§ Brief: Rescale the lines that start with the one containing "TARGET = goose head" and run through the end of the records, and give them again with their requests. Multiply each point coordinate by 1.15 and round it to a whole number, with halves rounded up.

###

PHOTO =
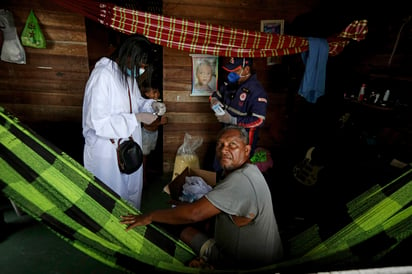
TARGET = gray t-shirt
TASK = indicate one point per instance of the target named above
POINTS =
(244, 192)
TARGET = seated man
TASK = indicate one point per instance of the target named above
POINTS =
(245, 233)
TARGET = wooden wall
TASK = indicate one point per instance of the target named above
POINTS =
(46, 93)
(50, 100)
(49, 87)
(192, 114)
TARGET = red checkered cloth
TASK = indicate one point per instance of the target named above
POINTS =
(201, 38)
(196, 37)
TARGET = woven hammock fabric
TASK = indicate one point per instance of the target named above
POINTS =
(56, 190)
(202, 38)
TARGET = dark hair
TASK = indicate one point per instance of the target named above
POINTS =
(242, 132)
(134, 52)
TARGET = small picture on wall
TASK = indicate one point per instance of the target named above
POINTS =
(275, 27)
(204, 74)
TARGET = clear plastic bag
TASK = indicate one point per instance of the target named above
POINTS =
(12, 51)
(186, 154)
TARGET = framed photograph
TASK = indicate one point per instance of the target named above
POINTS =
(275, 27)
(204, 74)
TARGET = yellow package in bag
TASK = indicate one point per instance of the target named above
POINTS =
(32, 36)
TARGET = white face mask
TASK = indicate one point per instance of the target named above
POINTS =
(141, 71)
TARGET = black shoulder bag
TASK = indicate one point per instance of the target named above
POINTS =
(129, 153)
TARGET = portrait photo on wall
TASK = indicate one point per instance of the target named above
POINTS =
(204, 74)
(274, 27)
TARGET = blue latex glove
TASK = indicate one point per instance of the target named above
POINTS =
(227, 118)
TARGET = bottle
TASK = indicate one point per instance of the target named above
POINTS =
(217, 108)
(361, 93)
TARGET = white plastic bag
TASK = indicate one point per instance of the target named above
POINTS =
(186, 154)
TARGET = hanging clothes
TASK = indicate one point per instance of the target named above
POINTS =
(314, 77)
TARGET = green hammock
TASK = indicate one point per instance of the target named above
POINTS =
(56, 190)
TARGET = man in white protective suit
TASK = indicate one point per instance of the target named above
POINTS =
(114, 109)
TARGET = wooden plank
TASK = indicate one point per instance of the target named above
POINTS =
(40, 98)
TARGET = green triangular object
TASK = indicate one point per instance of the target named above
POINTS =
(32, 35)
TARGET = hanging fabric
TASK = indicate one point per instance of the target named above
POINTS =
(203, 38)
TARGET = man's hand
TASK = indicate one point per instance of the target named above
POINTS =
(132, 220)
(227, 118)
(159, 108)
(146, 117)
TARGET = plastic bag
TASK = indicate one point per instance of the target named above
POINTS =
(194, 189)
(12, 51)
(32, 36)
(186, 155)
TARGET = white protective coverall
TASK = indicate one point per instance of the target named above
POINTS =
(106, 115)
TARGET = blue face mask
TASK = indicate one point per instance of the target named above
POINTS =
(233, 77)
(129, 72)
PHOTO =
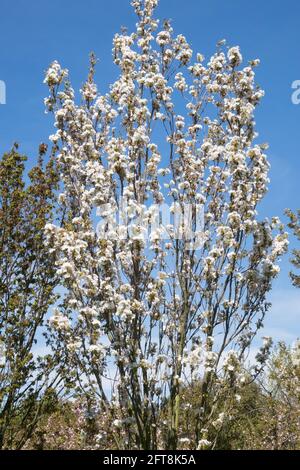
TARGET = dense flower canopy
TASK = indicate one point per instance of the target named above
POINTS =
(145, 312)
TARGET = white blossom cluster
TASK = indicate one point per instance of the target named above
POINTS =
(154, 311)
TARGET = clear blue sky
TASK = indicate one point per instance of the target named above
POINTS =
(33, 33)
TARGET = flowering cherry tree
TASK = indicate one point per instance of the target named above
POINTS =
(146, 312)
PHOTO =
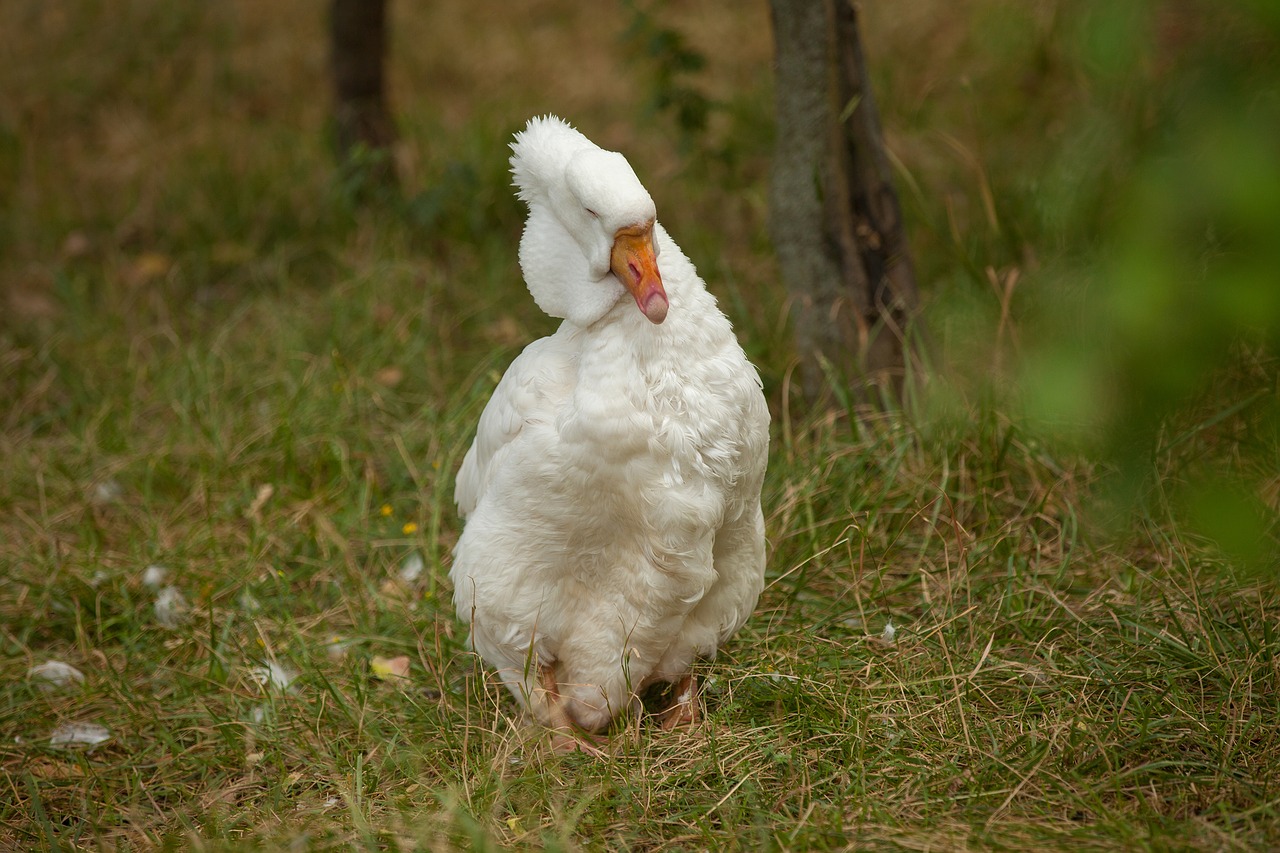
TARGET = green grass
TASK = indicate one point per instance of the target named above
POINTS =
(213, 360)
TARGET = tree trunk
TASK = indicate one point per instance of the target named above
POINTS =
(835, 218)
(364, 129)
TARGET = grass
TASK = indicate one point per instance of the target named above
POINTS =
(213, 360)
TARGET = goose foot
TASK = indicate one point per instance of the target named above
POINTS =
(566, 737)
(684, 710)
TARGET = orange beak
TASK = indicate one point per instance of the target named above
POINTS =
(636, 267)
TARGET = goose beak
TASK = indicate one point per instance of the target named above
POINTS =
(635, 264)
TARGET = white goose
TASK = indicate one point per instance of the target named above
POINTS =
(612, 496)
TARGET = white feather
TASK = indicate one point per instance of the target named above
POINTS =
(612, 493)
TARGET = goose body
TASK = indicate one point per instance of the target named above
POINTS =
(612, 495)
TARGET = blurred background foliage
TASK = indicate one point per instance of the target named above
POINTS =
(1157, 325)
(1092, 188)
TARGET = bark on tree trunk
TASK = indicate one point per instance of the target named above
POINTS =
(835, 218)
(357, 33)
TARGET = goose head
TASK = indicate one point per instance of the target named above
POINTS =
(589, 240)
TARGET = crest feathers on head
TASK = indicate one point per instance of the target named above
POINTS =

###

§ Written response:
TARGET = goose head
TASK = indicate one point per instance of the target named above
POINTS =
(677, 276)
TARGET = crest feathers on head
TASK = indicate one point per instance of the target named above
POINTS =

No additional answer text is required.